In the middle of the biggest rupture I have ever had with t.
To make matters worse, after my session on Sat, I was thrust into an OCD nightmare. I am in therapy for OCD, and doing exposure therapy (little by little exposing yourself to what sets off the OCD, and then restraining from compulsing by using coping strategies). Up until now, t has been supportive and great about it: letting me go at my own pace, helping me break it down into doable steps, etc. It has been really tricky because as a t, she is supposed to push me to confront the OCD, but also because I have such serious issues, to not push too far.
Which is what happened on Saturday. I really wanted her to help me work out a plan for a big thing that needs to be worked on. And she didn't help me. she just said, "you have to learn to deal with it". well thats what we are doing the exposure therapy before. believe me, if i could get rid of my OCD, i would. Does she think I enjoy it? UGH. anyway, she wouldn't help me make a plan, even though I told her now was not a good time (I had a meet this weekend and I have finals coming up... I dont need the added stress). She just said, "there will never be a good time..." WTF. That is so invalidating. So I got home, and I was thrust into facing this trigger. I was not reddy to deal with it at all. I freaked out, major panic set in, I literally ended up sitting at the top of the stairs, just sobbing.
Later, I texted t in anger, saying "this is YOUR fault". i know I shouldn't have done that, but I need her to see how bad it was. I respect her judgement and up into now, she has always been right in pushing me outside my limits. But I feel like I specifically told her that I wasn't ready, and that I needed help. And she did not respond accordingly... instead pushing me over the edge. I am now not talking to her. I am hurt and I dont know how to fix what happened. I really just want her to admit that maybe she shouldn't have done what she did.

Image-based pointing data:
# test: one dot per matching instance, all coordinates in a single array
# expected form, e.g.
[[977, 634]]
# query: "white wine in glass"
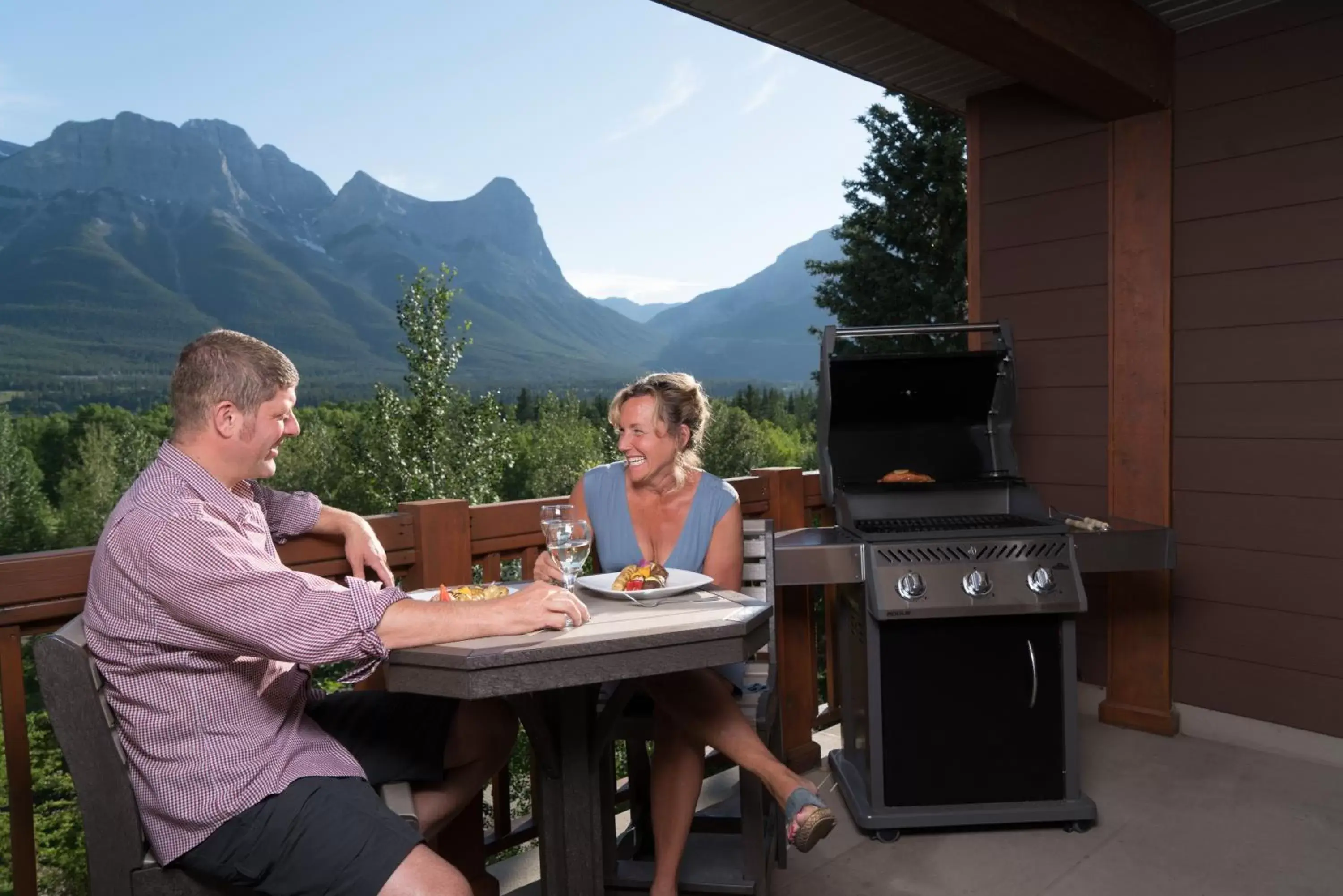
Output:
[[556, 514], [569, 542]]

▸ **Your goal**
In the post about therapy, what did the therapist reply when told that now was not a good time? The rows play no part in this work.

▸ **Result**
She said, "there will never be a good time..."